Extracted records:
────────

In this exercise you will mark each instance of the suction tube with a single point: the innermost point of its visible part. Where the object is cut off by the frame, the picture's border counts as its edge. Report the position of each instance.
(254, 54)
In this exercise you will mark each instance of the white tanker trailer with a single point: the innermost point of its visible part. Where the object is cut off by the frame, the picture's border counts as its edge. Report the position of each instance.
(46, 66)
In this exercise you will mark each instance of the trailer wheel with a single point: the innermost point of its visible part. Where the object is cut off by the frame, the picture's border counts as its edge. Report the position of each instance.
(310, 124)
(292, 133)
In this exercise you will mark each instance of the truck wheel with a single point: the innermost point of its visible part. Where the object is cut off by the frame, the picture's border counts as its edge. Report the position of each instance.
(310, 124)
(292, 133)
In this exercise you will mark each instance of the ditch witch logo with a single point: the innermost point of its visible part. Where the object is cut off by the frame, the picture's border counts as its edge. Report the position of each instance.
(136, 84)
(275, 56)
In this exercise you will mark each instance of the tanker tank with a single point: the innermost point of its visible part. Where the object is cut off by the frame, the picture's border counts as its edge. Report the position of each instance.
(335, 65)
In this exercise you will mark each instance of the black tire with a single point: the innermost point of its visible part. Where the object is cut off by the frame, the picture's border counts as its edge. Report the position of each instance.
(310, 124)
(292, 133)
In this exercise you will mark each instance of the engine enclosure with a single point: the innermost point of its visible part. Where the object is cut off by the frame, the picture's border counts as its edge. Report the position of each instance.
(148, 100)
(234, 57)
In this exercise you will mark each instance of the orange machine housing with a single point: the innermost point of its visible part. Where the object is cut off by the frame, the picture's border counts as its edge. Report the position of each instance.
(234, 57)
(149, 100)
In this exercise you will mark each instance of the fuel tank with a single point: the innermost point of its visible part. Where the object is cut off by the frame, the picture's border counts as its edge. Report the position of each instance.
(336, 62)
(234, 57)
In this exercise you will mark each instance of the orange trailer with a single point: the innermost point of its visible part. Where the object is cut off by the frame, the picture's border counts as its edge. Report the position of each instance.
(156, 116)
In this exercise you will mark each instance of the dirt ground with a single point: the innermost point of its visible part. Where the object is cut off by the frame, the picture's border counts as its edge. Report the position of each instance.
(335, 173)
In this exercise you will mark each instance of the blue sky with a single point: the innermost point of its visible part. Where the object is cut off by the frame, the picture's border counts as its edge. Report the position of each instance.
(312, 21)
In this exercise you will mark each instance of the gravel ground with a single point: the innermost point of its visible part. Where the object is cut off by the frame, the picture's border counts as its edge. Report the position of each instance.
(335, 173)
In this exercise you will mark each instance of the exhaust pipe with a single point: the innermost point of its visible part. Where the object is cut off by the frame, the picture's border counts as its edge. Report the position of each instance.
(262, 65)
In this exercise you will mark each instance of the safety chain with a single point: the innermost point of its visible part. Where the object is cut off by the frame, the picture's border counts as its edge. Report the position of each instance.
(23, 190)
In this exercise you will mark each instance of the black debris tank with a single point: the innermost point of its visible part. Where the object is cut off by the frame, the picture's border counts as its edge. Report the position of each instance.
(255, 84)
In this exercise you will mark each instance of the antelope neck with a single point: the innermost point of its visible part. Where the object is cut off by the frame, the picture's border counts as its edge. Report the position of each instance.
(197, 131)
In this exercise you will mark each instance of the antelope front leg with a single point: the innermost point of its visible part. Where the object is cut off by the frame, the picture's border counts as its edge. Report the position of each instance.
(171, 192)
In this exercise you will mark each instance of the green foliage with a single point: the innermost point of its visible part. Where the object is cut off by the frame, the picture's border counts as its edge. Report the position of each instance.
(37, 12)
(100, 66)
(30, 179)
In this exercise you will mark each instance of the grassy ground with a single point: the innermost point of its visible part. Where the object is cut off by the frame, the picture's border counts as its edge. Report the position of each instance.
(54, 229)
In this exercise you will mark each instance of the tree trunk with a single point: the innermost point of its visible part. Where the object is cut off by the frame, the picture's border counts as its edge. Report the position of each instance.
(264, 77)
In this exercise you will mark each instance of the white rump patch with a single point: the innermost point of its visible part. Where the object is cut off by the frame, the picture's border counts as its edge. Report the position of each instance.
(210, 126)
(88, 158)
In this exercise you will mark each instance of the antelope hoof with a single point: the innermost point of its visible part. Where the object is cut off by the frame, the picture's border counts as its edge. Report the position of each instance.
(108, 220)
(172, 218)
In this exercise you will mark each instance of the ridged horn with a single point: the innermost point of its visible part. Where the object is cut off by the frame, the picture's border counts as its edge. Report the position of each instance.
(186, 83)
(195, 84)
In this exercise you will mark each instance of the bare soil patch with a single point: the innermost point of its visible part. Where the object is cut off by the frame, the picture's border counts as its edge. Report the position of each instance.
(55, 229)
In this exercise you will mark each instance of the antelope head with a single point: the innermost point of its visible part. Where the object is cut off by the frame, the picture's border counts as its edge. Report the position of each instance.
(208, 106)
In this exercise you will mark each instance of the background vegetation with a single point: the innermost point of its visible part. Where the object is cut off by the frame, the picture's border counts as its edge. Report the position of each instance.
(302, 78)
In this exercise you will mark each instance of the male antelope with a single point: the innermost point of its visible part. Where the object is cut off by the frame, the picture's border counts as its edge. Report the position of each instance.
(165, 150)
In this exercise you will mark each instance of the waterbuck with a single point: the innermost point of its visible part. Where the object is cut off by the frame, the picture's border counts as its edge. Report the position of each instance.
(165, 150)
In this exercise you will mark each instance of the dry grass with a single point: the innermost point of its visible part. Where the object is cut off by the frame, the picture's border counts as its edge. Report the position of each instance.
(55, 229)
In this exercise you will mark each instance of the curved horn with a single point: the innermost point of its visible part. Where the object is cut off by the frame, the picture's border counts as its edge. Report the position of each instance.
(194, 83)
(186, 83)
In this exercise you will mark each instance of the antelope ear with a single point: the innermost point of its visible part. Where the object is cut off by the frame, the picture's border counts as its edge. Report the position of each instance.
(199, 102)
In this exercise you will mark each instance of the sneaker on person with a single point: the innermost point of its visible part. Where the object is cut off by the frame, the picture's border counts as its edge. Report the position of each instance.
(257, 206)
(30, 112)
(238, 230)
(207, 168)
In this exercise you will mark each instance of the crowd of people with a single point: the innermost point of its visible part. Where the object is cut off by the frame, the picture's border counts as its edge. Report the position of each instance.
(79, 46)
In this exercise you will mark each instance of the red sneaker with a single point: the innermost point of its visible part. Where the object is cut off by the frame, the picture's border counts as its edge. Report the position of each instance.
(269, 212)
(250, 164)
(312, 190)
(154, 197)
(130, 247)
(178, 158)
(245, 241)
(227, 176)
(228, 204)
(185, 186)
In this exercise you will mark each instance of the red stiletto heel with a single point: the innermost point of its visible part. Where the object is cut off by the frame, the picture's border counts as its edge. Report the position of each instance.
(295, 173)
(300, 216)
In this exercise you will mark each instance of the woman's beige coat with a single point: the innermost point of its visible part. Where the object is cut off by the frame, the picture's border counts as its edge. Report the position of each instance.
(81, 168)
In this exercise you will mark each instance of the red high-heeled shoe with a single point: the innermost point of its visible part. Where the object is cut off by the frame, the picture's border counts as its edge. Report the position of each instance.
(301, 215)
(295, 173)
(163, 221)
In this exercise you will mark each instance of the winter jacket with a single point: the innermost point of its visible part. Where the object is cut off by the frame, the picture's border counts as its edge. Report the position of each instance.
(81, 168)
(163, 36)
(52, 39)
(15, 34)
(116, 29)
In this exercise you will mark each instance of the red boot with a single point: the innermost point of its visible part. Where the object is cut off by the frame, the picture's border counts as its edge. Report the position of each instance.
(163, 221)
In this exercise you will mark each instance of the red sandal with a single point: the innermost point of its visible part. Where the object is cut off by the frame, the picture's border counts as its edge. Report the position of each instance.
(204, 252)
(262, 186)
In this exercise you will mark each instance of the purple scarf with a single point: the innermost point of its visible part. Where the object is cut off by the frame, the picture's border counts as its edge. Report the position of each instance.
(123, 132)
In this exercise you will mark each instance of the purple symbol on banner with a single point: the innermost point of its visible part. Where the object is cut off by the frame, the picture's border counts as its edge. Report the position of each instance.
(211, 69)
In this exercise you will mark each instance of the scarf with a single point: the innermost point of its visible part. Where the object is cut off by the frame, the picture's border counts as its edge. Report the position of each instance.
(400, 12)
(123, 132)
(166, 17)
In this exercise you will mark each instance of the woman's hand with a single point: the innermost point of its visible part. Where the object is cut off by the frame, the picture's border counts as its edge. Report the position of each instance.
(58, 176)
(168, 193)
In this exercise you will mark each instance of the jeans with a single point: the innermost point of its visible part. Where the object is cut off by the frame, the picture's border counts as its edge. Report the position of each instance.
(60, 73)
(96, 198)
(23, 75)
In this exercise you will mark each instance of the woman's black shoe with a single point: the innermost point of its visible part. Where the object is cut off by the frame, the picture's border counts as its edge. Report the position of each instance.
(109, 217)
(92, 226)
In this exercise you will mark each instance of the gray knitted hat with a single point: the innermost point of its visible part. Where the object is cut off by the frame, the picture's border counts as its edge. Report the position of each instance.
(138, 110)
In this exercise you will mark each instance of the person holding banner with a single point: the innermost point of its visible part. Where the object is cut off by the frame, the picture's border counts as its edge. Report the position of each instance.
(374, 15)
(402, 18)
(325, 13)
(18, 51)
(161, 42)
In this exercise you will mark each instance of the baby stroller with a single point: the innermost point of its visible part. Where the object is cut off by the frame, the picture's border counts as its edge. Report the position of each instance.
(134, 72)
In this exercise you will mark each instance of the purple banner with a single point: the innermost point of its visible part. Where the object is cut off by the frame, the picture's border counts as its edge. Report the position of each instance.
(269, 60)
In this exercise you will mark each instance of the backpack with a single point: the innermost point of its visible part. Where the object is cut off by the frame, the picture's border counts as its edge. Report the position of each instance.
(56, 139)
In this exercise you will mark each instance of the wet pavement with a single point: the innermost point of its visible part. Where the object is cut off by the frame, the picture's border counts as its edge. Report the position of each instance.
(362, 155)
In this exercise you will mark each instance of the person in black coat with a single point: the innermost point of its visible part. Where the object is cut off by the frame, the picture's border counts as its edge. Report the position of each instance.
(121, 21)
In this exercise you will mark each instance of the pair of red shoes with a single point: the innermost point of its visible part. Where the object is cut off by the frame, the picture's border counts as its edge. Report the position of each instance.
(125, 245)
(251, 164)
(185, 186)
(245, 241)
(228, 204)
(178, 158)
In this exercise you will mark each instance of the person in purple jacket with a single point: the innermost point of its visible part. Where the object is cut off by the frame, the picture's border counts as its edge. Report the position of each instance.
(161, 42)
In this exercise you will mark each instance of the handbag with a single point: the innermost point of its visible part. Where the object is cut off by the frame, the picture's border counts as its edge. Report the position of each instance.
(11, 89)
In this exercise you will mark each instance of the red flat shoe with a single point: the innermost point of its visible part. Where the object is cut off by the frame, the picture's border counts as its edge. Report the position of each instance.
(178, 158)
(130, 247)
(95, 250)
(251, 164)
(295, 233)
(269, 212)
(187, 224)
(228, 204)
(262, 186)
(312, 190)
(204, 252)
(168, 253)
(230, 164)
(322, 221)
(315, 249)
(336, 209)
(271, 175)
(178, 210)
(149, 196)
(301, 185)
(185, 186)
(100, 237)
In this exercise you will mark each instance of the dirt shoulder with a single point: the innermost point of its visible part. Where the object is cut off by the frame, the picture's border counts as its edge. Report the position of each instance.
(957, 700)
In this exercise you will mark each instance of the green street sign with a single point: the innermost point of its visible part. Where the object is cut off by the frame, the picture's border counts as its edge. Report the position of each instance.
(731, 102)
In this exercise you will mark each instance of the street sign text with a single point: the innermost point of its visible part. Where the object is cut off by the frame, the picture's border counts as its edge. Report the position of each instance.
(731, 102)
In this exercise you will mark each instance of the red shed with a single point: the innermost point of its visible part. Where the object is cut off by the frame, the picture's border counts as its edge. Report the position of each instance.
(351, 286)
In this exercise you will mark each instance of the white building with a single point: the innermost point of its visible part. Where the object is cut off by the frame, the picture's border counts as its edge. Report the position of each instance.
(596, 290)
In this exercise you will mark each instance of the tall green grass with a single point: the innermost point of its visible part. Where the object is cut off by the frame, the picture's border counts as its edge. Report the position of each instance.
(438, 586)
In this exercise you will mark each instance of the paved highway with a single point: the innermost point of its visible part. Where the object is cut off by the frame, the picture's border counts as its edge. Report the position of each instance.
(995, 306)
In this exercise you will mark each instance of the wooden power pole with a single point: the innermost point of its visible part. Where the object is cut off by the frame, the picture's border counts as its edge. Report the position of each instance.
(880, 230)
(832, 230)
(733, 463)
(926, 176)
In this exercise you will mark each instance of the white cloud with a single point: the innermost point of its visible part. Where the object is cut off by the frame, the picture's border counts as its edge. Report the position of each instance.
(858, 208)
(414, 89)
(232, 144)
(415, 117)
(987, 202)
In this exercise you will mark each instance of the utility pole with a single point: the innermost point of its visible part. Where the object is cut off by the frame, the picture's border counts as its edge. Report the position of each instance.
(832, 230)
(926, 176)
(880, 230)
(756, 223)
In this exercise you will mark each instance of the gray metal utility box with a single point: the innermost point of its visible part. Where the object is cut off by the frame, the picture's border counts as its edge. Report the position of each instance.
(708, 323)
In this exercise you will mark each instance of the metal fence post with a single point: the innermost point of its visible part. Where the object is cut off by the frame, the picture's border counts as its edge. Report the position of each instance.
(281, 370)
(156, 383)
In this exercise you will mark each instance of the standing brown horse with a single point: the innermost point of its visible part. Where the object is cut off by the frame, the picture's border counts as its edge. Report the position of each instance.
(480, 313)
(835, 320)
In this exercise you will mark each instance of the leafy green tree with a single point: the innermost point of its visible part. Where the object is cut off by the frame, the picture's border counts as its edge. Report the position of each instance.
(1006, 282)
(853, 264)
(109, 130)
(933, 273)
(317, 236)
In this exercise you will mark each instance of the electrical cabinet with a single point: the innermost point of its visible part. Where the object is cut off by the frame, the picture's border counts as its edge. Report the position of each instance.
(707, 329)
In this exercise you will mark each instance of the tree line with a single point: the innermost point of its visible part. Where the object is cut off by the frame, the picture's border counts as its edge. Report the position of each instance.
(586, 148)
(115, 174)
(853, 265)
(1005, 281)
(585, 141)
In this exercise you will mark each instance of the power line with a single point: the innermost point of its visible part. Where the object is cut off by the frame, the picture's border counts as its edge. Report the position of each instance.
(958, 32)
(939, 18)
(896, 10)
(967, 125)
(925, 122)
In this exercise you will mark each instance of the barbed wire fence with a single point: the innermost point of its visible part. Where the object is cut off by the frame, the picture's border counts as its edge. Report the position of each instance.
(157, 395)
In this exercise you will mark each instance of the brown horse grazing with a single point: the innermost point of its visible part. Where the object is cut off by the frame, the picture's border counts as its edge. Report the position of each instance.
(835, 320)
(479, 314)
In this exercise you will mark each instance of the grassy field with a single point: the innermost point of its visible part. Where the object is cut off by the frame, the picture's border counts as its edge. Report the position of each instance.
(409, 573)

────────

- **Do this**
From the line containing "In this exercise you will mark each instance of the barbed" through the closing line of the material above, return every line exactly and omit all others.

- **Written reply**
In this exercise you will mark each instance of the barbed wire fence with a single point: the innermost point of its visible part. Where the object is cut off by the frame, the picture's border counts as its edge. Report the position of each instance.
(157, 395)
In this exercise you will mark each instance of the brown horse grazing with a single point: the innermost point of its visible part. Where the object is cut off by the frame, the picture's border counts as its edge. Report the position of each instance.
(835, 320)
(479, 314)
In this exercise you will mark each instance of the grassy field with a single point: the innermost point of its visible part. Where the object is cut off by the frame, the picture's border counts as its edge. Report the position of each instance.
(409, 573)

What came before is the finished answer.